==== Records for the task ====
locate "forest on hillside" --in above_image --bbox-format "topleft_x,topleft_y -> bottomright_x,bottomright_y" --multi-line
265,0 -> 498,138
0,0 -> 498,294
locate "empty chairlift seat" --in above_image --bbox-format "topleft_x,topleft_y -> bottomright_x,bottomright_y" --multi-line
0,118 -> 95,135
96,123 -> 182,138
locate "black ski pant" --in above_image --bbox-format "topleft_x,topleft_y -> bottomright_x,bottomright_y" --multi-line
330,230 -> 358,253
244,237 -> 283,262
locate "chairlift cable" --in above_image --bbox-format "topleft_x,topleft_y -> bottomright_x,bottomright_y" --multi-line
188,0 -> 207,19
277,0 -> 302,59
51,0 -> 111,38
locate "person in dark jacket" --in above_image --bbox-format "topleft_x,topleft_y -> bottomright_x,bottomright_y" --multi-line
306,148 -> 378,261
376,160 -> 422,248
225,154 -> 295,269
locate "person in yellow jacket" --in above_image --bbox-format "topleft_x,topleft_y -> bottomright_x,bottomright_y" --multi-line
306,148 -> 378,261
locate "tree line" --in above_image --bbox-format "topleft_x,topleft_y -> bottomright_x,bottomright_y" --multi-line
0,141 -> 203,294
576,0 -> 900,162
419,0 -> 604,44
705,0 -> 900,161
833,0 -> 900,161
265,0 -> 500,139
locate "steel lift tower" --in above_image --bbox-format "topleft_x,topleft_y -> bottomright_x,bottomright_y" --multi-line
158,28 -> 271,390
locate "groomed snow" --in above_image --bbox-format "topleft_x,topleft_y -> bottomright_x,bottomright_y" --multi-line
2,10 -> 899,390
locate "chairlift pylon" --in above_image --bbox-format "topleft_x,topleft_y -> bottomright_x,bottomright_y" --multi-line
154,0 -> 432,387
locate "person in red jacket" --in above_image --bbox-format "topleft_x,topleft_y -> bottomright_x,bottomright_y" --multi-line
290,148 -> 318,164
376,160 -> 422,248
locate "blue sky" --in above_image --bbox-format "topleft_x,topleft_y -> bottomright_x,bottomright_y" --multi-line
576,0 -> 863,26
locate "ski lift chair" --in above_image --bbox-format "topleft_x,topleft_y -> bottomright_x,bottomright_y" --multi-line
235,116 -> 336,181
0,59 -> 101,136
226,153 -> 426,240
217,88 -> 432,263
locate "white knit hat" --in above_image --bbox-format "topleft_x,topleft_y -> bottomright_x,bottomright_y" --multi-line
====
Task requirements: The entries above are to be retyped exactly, with nothing left out.

Answer for this exercise:
locate "forest on hillside" --in above_image --bbox-format "topleft_x,topleft_y -> bottomright_x,bottomright_y" --multi-line
265,0 -> 498,138
0,0 -> 498,294
locate "empty chairlift seat" --in above_image --bbox-format "topleft_x,topleft_y -> bottomright_x,bottomright_y" --multi-line
0,118 -> 95,135
96,123 -> 182,138
locate "black ski pant" --in above_image --bbox-format "topleft_x,topleft_y -> bottomright_x,bottomright_y" --multi-line
330,230 -> 358,253
244,237 -> 283,262
locate "chairlift cable" --in above_image --bbox-format "topleft_x,topleft_y -> bottomright_x,bottomright_y" --multi-line
188,0 -> 207,19
277,0 -> 302,59
51,0 -> 111,38
locate "person in dark jacket" --in above_image --bbox-format "topleft_x,topleft_y -> bottomright_x,bottomright_y" --multi-line
306,148 -> 378,261
376,160 -> 422,248
225,154 -> 295,269
locate "person in yellow jacket" --in above_image --bbox-format "topleft_x,topleft_y -> bottomright_x,bottomright_y" --multi-line
306,148 -> 378,261
locate "tree line" --in above_image --bbox-format "topleft_x,topleft_y -> bottomright_x,bottomright_y" --multi-line
0,141 -> 203,294
576,0 -> 900,162
419,0 -> 604,44
705,0 -> 900,161
833,0 -> 900,161
265,0 -> 500,139
locate "steel lift tower" --in above_image --bbox-format "topleft_x,topleft_y -> bottomright_x,bottomright_y" --multi-line
158,28 -> 271,390
locate "groomed snow" --in above_image --bbox-format "topleft_x,topleft_y -> bottomright_x,bottomright_y" --multi-line
2,10 -> 899,390
locate "chairlift pylon" --in above_image --bbox-format "topleft_x,topleft_y -> bottomright_x,bottomright_y" --multi-line
154,0 -> 432,387
locate "person in red jacket" --in above_image --bbox-format "topleft_x,topleft_y -> bottomright_x,bottomright_y" --multi-line
290,148 -> 318,164
376,160 -> 422,248
locate "blue sky" --in above_image --bbox-format "topleft_x,topleft_y -> bottomright_x,bottomright_y" --multi-line
576,0 -> 863,26
locate "ski lift chair" --in above_image --bbox-format "topleft_x,topleft_y -> bottomright_x,bottomright_y" --multi-line
235,116 -> 336,181
0,59 -> 101,136
226,153 -> 426,240
217,88 -> 432,263
locate "white knit hat" --in above_image --bbox-format "topleft_x,topleft_y -> bottomright_x,bottomright_y" --multi-line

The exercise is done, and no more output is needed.